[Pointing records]
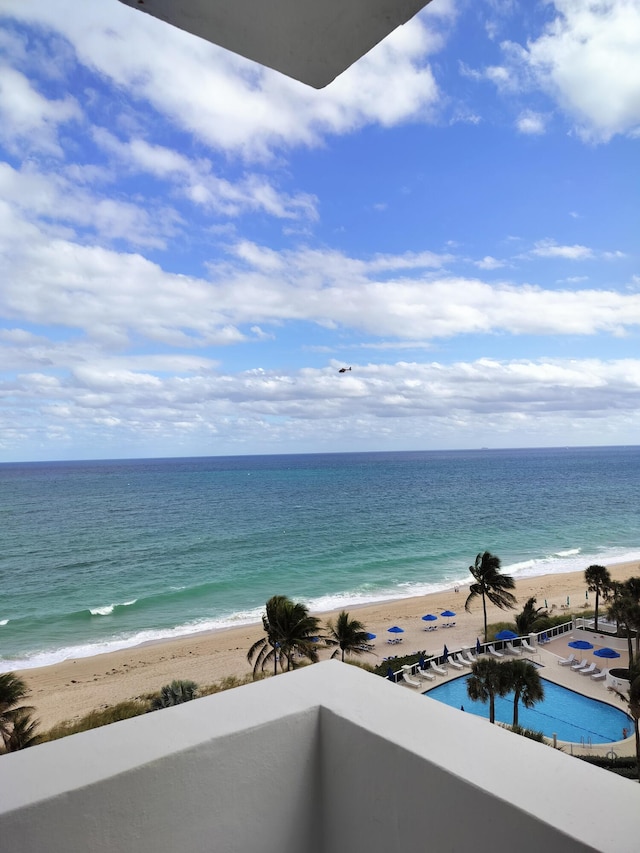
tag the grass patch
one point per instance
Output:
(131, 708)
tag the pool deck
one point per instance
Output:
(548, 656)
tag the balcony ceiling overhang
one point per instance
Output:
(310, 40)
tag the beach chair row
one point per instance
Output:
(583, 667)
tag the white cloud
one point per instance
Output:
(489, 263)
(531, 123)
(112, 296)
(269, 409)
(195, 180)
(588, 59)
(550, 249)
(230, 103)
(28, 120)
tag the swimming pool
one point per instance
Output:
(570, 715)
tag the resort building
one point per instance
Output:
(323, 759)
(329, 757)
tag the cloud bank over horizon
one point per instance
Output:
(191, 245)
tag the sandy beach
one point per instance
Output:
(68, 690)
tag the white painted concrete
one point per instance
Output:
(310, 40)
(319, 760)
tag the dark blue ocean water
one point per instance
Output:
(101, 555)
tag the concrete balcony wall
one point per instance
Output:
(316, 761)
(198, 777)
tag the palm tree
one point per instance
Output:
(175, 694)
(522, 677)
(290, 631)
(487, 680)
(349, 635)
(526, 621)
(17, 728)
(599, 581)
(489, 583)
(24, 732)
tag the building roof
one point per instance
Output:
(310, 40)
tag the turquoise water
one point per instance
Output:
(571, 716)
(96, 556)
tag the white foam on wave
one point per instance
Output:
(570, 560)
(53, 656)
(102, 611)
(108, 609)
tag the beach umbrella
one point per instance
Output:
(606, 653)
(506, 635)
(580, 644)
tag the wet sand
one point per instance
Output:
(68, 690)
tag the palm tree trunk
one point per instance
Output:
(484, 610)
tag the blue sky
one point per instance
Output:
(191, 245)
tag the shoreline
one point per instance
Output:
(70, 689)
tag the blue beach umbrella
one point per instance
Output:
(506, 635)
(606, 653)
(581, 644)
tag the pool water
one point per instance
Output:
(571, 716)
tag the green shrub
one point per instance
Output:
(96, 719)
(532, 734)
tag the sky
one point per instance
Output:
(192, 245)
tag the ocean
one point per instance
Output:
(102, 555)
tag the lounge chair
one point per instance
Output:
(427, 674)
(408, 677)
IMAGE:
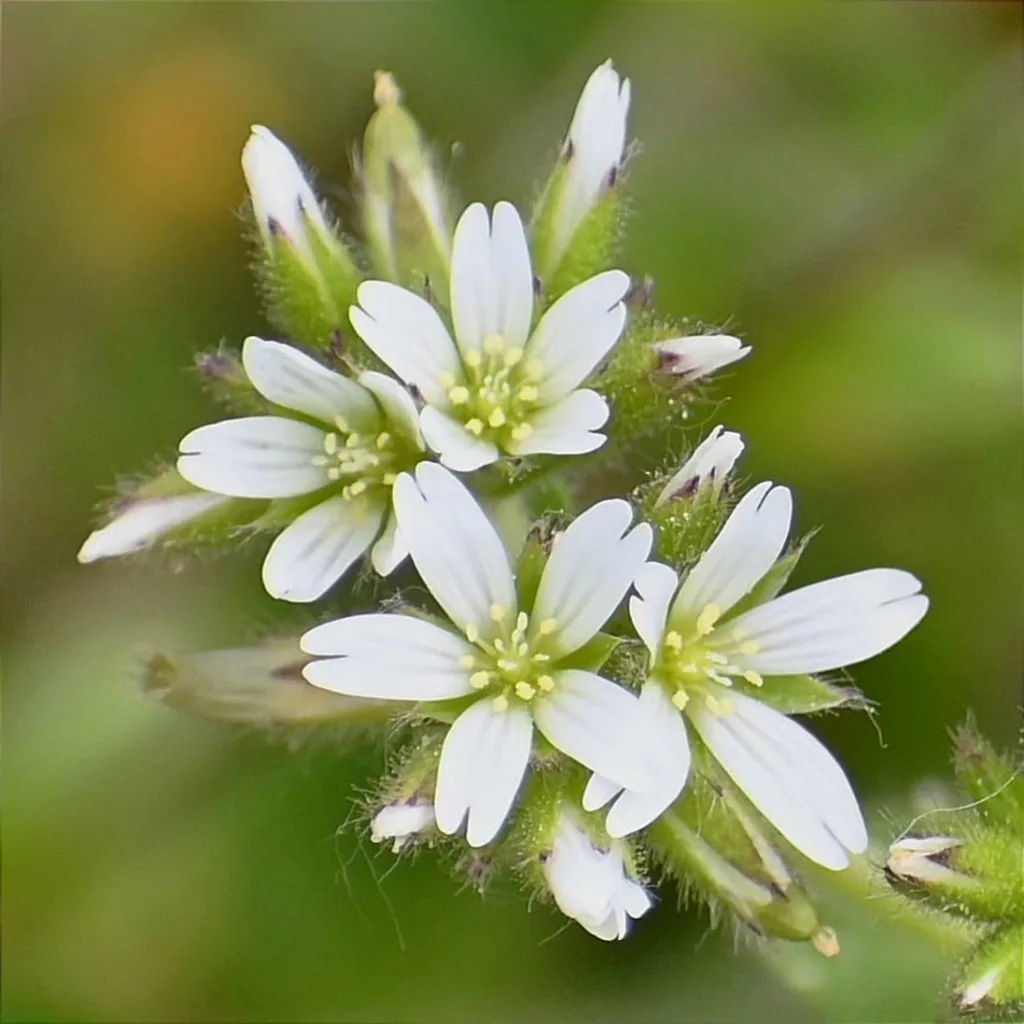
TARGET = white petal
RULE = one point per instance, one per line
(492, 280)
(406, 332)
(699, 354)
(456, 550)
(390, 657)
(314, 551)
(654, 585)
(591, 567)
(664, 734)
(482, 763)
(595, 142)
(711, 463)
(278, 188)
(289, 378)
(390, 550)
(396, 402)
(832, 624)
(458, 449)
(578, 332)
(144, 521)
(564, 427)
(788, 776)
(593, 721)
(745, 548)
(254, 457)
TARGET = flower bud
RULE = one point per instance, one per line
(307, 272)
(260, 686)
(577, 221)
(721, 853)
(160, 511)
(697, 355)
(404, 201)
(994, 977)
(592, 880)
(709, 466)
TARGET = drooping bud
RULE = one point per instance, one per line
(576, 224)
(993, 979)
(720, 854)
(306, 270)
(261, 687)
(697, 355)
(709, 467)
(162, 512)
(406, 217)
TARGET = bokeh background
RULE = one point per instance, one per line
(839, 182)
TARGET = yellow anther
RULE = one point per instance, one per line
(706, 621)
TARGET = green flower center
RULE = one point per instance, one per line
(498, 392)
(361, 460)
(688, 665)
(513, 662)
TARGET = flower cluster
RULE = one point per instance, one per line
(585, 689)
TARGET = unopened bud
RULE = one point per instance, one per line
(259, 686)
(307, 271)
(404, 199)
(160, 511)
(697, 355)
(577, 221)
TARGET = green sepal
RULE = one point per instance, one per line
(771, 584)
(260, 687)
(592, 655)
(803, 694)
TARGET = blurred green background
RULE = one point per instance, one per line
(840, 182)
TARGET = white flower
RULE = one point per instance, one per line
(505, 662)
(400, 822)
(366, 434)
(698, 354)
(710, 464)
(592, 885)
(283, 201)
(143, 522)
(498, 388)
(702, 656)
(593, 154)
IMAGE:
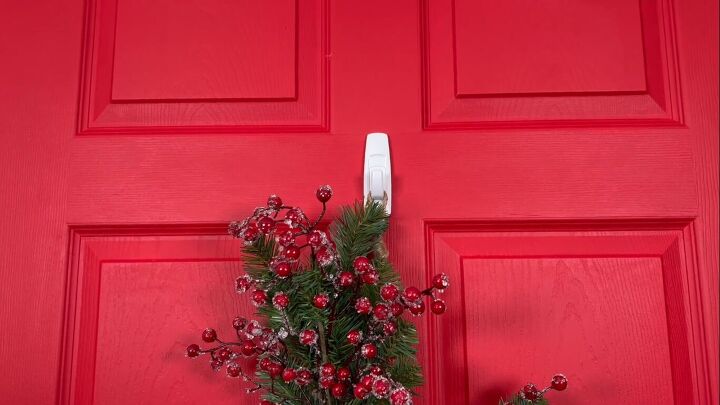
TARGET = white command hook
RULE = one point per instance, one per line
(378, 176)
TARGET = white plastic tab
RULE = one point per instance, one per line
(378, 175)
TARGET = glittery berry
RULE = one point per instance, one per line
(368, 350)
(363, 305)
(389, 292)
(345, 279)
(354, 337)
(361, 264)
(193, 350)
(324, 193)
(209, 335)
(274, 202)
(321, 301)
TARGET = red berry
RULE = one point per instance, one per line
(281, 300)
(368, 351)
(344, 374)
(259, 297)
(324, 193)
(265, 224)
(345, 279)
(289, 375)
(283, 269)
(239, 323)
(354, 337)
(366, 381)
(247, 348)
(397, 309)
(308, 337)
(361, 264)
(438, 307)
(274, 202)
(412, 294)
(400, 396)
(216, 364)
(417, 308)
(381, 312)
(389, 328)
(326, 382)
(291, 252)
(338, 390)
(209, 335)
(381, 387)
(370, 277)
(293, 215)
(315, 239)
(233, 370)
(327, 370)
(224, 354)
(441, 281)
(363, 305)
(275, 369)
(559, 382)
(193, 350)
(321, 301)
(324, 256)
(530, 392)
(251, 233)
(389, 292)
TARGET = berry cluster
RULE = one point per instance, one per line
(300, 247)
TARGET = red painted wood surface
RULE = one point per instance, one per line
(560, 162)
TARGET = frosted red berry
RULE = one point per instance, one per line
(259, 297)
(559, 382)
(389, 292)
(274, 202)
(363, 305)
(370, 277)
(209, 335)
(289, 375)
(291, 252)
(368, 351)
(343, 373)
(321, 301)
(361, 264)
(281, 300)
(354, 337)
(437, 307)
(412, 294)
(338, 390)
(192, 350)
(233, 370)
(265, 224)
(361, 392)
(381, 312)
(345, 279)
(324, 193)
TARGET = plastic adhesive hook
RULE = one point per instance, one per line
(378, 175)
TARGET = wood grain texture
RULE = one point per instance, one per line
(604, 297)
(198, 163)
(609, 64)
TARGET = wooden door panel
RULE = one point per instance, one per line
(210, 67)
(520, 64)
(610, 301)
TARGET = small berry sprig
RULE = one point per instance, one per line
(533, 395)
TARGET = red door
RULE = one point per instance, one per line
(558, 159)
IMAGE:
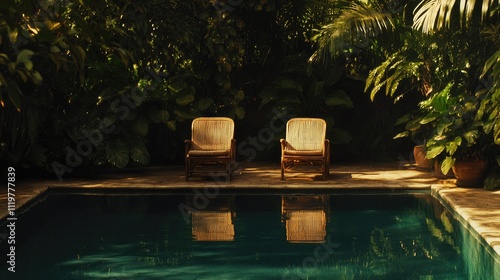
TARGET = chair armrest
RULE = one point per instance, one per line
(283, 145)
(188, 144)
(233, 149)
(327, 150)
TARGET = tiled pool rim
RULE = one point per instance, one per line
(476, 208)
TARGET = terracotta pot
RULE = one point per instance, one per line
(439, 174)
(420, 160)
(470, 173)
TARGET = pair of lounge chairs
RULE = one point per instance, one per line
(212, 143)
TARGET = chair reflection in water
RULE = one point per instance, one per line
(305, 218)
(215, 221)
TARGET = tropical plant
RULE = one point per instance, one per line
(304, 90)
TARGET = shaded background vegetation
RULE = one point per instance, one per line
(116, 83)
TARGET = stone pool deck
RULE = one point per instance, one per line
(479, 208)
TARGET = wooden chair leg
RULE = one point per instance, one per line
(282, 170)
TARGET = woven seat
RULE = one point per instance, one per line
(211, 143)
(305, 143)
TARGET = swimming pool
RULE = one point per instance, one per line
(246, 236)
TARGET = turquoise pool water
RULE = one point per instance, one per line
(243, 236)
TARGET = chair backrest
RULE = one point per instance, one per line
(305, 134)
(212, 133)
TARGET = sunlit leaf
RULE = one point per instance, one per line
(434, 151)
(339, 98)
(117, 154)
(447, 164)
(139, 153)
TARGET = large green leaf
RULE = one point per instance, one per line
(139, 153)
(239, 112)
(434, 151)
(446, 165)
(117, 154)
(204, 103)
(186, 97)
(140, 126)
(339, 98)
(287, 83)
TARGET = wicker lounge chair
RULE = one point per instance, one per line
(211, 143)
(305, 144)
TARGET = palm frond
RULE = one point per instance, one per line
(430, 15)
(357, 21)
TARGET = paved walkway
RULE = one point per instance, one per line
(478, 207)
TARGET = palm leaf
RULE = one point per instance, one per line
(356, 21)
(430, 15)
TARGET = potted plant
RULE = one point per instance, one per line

**TASK PROMPT:**
Only the lines from the one holding "TARGET = large green leaf" through the end of the listing should be given again, exactly and with both ends included.

**EXPECTED OUTPUT:**
TARGET = large green leaf
RULE = one point per instance, one per line
(139, 153)
(239, 112)
(434, 151)
(446, 165)
(117, 154)
(204, 103)
(186, 97)
(140, 126)
(339, 98)
(287, 83)
TARGET = wicker lounge chair
RULE = one point per instance, one per line
(211, 143)
(305, 144)
TARGET = palm frond
RULE = one point per instance, one per line
(430, 15)
(357, 21)
TARGET = paved walkway
RULE = one point per instance, one per line
(478, 207)
TARGET = palm leaf
RULE = one point per instance, one per line
(356, 21)
(430, 15)
TARGET = potted plant
RULE = one point per instance, one per line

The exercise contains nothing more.